# ThermoWorks TW8060 Two-Channel Thermocouple With Alarm



## bossk4hire (Mar 6, 2012)

Hey there ya'll.... have any of ya'll used this thermometer? http://thermoworks.com/products/handheld/TW8060.html#MoreInfoTab

It looks pretty nice..... but it does cost a few bucks..... jsut wanted ot see if anyone had used it before. I didn't see any reviews of it on the site here.

Thanks

Jeff


----------



## bmudd14474 (Mar 6, 2012)

never used that one. I do have the Thermapen


----------



## jaybls (Mar 6, 2012)

Have a look at this review from Big Wayner's BBQ blog:

http://www.bigwaynerbbq.com/2011/11/22/shane-draper-reviews-the-thermoworks-tw8060/

Hope that helps!


----------



## bama bbq (Mar 6, 2012)

Jaybls said:


> Have a look at this review from Big Wayner's BBQ blog:
> 
> http://www.bigwaynerbbq.com/2011/11/22/shane-draper-reviews-the-thermoworks-tw8060/
> 
> Hope that helps!


Nice review.  The only disadvantage over others I've seen is no remote.


----------



## bossk4hire (Mar 8, 2012)

Thanks for the info.... it looks pretty nice... a bit pricey but really nice. Not sure if it is water/splash resistant so I'll have to dig further.

──────────

_Required actions_:
(A) Transcribe the part of the TW8060 thread that opens with the words containing "# ThermoWorks TW8060" and closes with "the site here.".
(B) Go on with the forum thread about the TW8060 thermometer, starting after its final sentence.
The rows that come next were taken from a different source.

_Stored records_:
──────────

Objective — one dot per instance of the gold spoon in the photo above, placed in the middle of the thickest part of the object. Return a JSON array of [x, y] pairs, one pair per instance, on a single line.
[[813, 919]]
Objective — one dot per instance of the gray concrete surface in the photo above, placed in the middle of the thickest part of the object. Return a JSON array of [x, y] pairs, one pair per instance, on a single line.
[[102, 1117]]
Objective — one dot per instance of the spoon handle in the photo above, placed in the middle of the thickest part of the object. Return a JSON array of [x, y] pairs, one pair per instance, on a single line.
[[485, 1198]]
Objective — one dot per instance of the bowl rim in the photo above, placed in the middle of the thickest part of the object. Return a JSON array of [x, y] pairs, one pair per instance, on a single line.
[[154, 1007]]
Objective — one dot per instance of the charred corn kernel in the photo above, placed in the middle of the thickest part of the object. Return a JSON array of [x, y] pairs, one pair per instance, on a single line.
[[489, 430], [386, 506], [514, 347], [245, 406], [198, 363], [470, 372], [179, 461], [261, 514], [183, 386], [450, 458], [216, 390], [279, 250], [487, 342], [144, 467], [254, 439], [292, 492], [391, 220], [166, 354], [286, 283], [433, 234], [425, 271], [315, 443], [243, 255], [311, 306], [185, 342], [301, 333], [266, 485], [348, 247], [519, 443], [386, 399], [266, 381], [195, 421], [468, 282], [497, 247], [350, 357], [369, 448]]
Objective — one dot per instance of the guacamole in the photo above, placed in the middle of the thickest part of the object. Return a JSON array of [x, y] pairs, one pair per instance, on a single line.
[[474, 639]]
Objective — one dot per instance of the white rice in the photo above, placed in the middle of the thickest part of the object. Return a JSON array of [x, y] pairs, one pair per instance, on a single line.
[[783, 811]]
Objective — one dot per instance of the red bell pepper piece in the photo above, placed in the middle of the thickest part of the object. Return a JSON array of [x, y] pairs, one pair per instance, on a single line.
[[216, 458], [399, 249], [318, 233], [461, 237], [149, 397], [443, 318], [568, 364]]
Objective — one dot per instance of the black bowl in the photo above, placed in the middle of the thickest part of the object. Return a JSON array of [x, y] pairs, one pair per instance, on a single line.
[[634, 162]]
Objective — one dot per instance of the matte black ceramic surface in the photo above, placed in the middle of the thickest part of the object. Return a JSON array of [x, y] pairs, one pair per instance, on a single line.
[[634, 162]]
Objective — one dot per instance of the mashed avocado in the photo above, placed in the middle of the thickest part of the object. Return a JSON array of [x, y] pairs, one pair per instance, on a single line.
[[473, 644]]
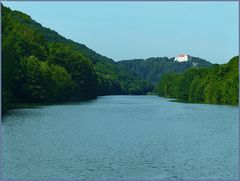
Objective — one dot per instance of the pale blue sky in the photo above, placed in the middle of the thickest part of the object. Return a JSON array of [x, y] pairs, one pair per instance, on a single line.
[[127, 30]]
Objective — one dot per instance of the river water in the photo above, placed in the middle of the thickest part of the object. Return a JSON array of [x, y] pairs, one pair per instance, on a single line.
[[121, 137]]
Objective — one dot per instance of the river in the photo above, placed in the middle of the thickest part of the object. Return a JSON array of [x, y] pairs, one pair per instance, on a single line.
[[121, 137]]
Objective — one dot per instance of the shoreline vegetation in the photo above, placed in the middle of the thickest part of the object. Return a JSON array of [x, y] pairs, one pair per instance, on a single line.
[[218, 84], [39, 66]]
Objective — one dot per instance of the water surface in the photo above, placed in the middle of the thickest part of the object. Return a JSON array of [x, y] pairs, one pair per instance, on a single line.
[[121, 137]]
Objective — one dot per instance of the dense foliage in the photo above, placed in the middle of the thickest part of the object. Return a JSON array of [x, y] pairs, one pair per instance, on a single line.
[[152, 69], [218, 84], [39, 65]]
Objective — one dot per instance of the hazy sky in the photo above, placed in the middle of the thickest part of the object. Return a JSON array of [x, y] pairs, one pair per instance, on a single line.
[[127, 30]]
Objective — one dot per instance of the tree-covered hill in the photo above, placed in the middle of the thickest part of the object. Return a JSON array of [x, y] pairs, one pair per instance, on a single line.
[[39, 65], [218, 84], [152, 69]]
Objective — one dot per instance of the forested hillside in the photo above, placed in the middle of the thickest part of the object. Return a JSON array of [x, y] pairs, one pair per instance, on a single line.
[[152, 69], [218, 84], [39, 65]]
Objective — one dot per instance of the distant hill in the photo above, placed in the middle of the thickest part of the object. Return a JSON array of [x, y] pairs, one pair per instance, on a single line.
[[152, 69], [39, 65], [218, 84]]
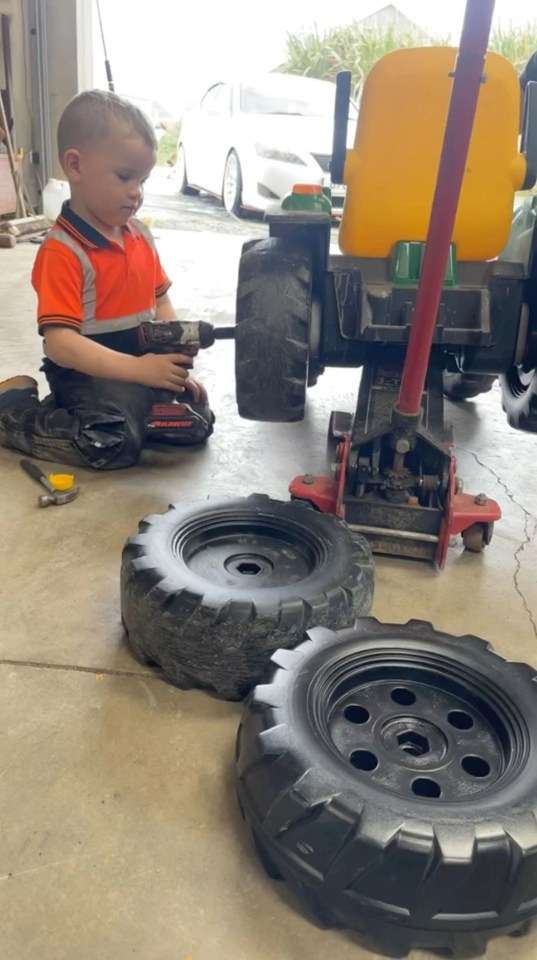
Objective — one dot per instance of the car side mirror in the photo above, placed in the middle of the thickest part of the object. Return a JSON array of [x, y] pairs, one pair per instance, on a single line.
[[341, 121], [528, 141]]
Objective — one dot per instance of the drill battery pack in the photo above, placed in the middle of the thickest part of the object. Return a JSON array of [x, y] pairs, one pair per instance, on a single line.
[[177, 423]]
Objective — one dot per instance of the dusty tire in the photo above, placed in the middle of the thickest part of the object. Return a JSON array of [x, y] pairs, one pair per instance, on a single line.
[[182, 178], [466, 386], [341, 755], [519, 398], [273, 319], [191, 603]]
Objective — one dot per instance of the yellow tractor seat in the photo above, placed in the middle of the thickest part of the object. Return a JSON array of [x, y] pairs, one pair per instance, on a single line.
[[391, 170]]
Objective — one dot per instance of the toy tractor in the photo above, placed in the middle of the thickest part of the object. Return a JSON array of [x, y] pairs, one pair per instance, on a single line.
[[301, 308]]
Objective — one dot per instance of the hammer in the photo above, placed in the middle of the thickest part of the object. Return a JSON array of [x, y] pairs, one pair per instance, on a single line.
[[54, 496]]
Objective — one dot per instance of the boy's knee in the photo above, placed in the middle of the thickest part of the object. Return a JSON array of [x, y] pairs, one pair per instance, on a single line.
[[109, 440]]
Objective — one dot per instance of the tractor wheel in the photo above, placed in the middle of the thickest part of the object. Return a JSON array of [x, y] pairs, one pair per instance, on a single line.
[[519, 398], [466, 386], [182, 179], [389, 775], [210, 589], [273, 317]]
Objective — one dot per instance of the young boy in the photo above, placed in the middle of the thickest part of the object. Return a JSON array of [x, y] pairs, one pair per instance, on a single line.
[[97, 276]]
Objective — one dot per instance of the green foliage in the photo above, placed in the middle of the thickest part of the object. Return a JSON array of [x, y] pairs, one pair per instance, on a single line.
[[353, 48], [356, 48], [516, 44], [167, 145]]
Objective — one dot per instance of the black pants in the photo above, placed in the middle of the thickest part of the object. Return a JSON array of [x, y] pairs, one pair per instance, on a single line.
[[86, 421]]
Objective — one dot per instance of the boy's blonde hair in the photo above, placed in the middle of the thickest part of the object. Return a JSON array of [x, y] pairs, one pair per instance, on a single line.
[[87, 118]]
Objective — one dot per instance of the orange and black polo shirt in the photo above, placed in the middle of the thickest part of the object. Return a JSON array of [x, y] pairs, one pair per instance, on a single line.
[[94, 286]]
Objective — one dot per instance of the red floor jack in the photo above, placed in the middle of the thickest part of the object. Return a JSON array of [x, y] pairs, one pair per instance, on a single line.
[[395, 476]]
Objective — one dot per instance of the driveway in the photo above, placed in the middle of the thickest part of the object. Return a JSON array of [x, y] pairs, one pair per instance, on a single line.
[[165, 207]]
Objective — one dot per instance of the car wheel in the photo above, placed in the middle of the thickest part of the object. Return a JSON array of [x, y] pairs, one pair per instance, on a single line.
[[210, 589], [388, 774], [232, 185], [184, 186], [466, 386], [519, 398]]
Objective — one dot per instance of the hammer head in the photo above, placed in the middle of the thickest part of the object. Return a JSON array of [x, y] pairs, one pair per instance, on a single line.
[[58, 497]]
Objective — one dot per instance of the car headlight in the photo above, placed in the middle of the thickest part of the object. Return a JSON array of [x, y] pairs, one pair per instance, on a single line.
[[271, 154]]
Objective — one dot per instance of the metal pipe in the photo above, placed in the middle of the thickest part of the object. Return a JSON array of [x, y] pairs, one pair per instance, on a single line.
[[467, 79], [393, 532], [41, 91]]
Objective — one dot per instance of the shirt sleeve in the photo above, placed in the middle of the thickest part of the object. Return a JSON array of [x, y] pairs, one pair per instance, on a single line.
[[58, 282], [162, 281]]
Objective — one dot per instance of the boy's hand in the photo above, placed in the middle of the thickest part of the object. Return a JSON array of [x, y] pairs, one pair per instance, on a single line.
[[164, 371]]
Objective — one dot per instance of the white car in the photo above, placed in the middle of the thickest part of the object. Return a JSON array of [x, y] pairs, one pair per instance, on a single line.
[[250, 142]]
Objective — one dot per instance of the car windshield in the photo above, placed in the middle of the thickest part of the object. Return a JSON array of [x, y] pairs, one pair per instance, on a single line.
[[307, 98]]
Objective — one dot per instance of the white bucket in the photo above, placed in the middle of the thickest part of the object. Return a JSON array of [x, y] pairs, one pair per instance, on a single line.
[[55, 192]]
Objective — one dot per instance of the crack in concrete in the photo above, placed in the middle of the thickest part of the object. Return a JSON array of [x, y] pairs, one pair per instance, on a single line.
[[528, 536], [106, 671]]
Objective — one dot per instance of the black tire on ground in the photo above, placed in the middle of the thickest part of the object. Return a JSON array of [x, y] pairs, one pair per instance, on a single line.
[[272, 334], [232, 185], [389, 775], [519, 398], [466, 386], [182, 178], [210, 589]]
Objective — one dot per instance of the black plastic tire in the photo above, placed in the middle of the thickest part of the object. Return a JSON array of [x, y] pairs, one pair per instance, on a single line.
[[341, 755], [273, 326], [210, 589], [184, 186], [466, 386], [519, 398]]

──────────

_Answers to the tasks_:
(A)
# ThermoWorks TW8060 Two-Channel Thermocouple With Alarm



## bossk4hire (Mar 6, 2012)

Hey there ya'll.... have any of ya'll used this thermometer? http://thermoworks.com/products/handheld/TW8060.html#MoreInfoTab

It looks pretty nice..... but it does cost a few bucks..... jsut wanted ot see if anyone had used it before. I didn't see any reviews of it on the site here.

(B)
----------



## mccaf (May 30, 2012)

I have it nad have used a handful of times. Right now it is back at Thermo works on an RMA to get checked out. I bought the Kit with the Meat probe and the Crocodile clip oven probe. Seems The braided cable got to hot on a flare up when the lid was open and melted the insulation. I will be replacing it however. I could have made another choice I guess but the customer service was pretty good here.  For a few dollars more you can get the Partyq which I think is more bang for your buck.


----------



## soonersmokering (Jun 14, 2013)

My experiences with this product are the complete opposite.  The temperatures are very inaccurate, I have a $141 piece of equipment that sits in a box...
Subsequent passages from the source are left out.